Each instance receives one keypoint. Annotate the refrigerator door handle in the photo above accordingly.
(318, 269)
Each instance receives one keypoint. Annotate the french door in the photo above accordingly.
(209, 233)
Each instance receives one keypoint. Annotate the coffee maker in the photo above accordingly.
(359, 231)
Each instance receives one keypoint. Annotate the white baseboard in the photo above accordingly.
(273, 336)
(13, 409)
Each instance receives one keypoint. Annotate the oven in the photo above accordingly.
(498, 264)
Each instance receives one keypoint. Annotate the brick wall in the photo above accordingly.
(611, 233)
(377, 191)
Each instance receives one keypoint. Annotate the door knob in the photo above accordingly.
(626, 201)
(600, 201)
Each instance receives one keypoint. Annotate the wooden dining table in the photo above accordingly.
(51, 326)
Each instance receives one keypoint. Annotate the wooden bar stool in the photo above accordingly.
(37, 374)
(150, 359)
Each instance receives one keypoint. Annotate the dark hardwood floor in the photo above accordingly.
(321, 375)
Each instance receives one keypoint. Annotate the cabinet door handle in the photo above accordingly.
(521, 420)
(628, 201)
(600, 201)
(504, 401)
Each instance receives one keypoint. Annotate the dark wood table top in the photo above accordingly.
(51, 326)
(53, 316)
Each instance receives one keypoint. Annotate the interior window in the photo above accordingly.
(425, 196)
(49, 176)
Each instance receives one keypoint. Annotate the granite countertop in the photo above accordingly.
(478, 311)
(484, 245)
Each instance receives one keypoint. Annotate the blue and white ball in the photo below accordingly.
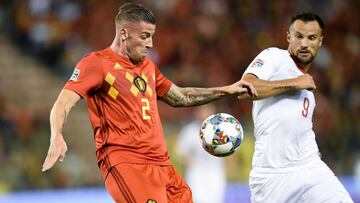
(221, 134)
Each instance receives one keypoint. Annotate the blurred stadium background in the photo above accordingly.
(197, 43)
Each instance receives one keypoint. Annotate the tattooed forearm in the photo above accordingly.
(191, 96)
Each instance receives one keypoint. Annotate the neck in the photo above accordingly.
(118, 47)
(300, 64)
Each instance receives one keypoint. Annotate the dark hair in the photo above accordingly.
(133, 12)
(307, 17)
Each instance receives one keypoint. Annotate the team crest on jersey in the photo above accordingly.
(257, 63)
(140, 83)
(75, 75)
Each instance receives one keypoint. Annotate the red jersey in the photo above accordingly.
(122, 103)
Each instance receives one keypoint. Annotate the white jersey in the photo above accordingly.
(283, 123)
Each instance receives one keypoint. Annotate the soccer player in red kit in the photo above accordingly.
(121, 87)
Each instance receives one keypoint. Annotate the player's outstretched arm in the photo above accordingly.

> _CHALLENGE_
Reproduce each line exactly as it appears, omitting the pictures.

> _OUTPUT BELOW_
Each instance receives one keypoint. Annotate the refrigerator door handle in the photo above accordingly.
(318, 269)
Each instance receives one keypoint. Annotate the french door in the photo above accordingly.
(209, 233)
Each instance receives one keypoint. Annotate the coffee maker in the photo above accordingly.
(359, 231)
Each instance receives one keypoint. Annotate the white baseboard in the photo above accordingly.
(273, 336)
(13, 409)
Each instance receives one keypoint. Annotate the oven in the photo above accordingly.
(498, 264)
Each instance receives one keypoint. Annotate the brick wall in the photo above accordingly.
(611, 233)
(377, 191)
Each instance receives one keypoint. Annotate the door knob in the photo above accordingly.
(626, 201)
(600, 201)
Each instance receives one keypoint. Annotate the wooden dining table in the photo above accordingly.
(51, 326)
Each instance receives one keypoint. Annotate the wooden bar stool in the photo above accordingly.
(37, 374)
(150, 359)
Each instance receives one keypoint. Annotate the dark hardwood floor in the photo above accordingly.
(321, 375)
Each instance receives one keypoint. Annotate the cabinet door handle in the photo above accordingly.
(521, 420)
(628, 201)
(600, 201)
(504, 401)
Each instance receives one keypoint. Annotate the dark wood table top in the photo above accordingly.
(51, 326)
(53, 316)
Each instance receives one keypoint. Annotate the interior window in the photo above accordingly.
(425, 196)
(49, 176)
Each instance receives one keypoint. Annotate the granite countertop in the photo above accordingly.
(478, 311)
(484, 245)
Each instance receives one keypoint. Annotate the blue and white ball in the photo below accordingly.
(221, 134)
Each instance receives one keypoint. Annotate the blurred stadium background in the photo above accordingly.
(197, 43)
Each instance receives one keypoint. Annotate the tattooed forearm in the photo above accordingly.
(191, 96)
Each instance receives one keypoint. Annotate the neck in the photo above accordingly.
(118, 47)
(300, 64)
Each instance receives one keypoint. Annotate the dark hair in the photo above accordingly.
(133, 12)
(307, 17)
Each instance receives one keypoint. Annotate the team crest on jersey in the photo above accordingly.
(257, 63)
(140, 83)
(75, 75)
Each instance receives one keypoint. Annotate the red jersey in the photo above accordingly.
(122, 103)
Each instance receives one keypoint. Annotate the white jersey in the photo above accordingly.
(283, 123)
Each instance receives one keypoint. Annotate the soccer player in red kit in the photo above accordingly.
(121, 87)
Each instance receives one keypoint. Annotate the player's outstretched arm in the photo above accordingly.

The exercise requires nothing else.